**What the task asks**
Search each line below for the word "segment" and list those that contain it.
====================
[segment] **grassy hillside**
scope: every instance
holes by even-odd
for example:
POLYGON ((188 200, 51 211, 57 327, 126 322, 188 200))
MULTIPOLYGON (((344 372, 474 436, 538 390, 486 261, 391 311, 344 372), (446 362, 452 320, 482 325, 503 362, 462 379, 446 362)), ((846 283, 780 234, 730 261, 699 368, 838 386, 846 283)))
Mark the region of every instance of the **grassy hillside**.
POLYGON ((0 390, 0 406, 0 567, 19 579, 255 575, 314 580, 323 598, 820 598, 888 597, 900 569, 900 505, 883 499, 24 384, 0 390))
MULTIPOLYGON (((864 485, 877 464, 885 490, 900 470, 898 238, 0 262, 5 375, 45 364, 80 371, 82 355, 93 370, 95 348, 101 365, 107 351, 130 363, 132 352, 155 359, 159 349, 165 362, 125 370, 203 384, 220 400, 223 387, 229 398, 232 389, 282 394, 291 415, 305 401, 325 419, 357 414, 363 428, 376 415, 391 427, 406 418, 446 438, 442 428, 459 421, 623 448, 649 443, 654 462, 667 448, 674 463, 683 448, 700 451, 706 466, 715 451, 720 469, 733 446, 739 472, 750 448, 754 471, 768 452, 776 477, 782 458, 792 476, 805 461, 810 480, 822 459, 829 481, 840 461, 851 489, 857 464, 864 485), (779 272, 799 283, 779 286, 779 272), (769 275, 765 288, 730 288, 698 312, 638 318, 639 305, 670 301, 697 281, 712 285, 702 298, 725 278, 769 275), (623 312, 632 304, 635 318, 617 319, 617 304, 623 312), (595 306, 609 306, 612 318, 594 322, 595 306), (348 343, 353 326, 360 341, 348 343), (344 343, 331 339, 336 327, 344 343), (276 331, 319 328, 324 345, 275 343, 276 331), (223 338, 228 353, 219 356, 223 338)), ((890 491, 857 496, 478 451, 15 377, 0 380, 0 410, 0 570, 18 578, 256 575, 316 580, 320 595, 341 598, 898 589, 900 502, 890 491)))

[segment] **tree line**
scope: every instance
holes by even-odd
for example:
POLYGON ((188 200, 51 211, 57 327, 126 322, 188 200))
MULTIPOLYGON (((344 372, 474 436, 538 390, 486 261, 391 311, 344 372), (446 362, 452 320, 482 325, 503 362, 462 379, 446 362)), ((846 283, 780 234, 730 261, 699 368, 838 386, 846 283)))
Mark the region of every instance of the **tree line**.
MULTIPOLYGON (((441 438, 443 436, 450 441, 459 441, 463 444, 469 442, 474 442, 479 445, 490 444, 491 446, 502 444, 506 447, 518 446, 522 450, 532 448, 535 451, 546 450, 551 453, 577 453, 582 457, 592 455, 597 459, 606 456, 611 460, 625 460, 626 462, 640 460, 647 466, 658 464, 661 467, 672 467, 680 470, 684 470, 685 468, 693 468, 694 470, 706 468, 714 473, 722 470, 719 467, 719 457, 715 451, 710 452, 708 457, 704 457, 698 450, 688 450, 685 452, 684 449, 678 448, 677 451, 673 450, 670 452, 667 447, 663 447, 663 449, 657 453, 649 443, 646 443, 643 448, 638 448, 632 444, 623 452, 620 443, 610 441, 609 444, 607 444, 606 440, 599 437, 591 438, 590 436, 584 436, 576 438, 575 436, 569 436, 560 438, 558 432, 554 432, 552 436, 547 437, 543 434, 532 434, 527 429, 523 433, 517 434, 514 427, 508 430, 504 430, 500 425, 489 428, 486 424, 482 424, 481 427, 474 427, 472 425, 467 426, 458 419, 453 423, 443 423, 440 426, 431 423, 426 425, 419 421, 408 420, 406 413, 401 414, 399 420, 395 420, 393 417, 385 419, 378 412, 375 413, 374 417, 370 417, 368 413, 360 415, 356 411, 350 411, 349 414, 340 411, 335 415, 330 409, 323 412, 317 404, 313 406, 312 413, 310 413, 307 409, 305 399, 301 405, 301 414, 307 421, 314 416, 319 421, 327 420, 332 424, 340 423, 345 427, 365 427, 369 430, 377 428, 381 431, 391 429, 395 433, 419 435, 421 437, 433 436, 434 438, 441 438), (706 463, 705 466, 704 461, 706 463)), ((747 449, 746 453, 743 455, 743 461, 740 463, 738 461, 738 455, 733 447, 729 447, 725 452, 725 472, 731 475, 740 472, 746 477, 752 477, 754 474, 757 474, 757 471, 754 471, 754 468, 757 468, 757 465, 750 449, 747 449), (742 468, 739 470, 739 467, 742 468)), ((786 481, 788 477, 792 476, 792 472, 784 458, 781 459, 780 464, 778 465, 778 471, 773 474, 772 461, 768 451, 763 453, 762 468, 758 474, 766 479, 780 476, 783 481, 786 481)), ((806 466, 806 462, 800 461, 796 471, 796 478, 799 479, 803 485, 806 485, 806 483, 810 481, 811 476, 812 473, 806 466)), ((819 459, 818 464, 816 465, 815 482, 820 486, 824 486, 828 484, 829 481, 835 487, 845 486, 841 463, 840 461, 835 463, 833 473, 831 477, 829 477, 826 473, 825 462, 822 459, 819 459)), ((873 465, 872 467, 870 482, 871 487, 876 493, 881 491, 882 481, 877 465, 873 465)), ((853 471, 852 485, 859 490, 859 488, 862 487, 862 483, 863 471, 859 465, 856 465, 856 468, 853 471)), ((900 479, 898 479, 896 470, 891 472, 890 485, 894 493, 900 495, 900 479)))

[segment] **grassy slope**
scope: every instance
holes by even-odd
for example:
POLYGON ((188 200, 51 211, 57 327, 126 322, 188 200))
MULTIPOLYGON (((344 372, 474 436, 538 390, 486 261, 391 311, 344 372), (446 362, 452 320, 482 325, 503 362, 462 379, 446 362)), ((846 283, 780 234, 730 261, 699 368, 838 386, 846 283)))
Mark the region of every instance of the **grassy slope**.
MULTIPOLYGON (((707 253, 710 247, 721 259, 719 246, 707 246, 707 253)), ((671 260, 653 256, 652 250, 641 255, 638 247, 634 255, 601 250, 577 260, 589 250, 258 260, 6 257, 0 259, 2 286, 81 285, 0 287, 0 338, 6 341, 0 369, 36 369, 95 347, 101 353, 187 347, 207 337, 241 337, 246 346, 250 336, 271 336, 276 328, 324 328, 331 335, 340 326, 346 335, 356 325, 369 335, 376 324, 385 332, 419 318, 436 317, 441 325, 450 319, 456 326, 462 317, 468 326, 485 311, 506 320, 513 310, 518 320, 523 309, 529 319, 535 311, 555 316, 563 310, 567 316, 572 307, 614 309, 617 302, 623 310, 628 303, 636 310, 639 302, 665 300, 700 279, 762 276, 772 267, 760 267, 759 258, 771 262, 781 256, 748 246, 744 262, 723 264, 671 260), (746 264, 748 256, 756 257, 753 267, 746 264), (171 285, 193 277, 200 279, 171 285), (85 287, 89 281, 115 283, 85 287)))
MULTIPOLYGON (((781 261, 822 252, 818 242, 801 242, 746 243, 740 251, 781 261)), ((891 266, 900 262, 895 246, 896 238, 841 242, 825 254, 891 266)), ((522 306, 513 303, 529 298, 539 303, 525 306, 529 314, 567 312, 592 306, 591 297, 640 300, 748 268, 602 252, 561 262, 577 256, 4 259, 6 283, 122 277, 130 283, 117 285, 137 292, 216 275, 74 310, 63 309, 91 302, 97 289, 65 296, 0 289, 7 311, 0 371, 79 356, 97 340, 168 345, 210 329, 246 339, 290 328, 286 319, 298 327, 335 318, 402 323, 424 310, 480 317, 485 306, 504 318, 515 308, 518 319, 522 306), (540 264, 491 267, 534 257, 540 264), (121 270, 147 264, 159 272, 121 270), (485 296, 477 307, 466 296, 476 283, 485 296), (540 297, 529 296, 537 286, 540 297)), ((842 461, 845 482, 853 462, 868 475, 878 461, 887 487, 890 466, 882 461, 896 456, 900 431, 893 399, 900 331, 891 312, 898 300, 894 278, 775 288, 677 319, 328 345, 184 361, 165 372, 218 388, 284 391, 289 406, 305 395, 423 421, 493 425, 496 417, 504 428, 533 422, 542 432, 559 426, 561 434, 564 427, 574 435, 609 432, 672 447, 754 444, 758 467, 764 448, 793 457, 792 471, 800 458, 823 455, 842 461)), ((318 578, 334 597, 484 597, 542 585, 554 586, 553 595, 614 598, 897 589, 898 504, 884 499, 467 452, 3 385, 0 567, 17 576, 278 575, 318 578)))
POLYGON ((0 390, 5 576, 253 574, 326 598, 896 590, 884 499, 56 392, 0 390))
====================
**Problem solution**
[segment] **grassy hillside**
[segment] **tree line**
[segment] **grassy slope**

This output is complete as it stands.